Task directions: Rewrite these lines as a numbered list, omitting any blank lines.

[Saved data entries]
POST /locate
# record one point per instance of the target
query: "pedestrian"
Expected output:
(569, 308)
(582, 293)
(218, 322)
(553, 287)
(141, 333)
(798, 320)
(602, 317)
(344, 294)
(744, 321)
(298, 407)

Final result:
1. POST /locate
2. # record one point per instance of the target
3. query: "pedestrian"
4. Expected output:
5. (569, 308)
6. (582, 293)
7. (218, 322)
8. (553, 287)
9. (141, 333)
10. (798, 320)
11. (602, 317)
12. (344, 294)
13. (744, 321)
14. (298, 407)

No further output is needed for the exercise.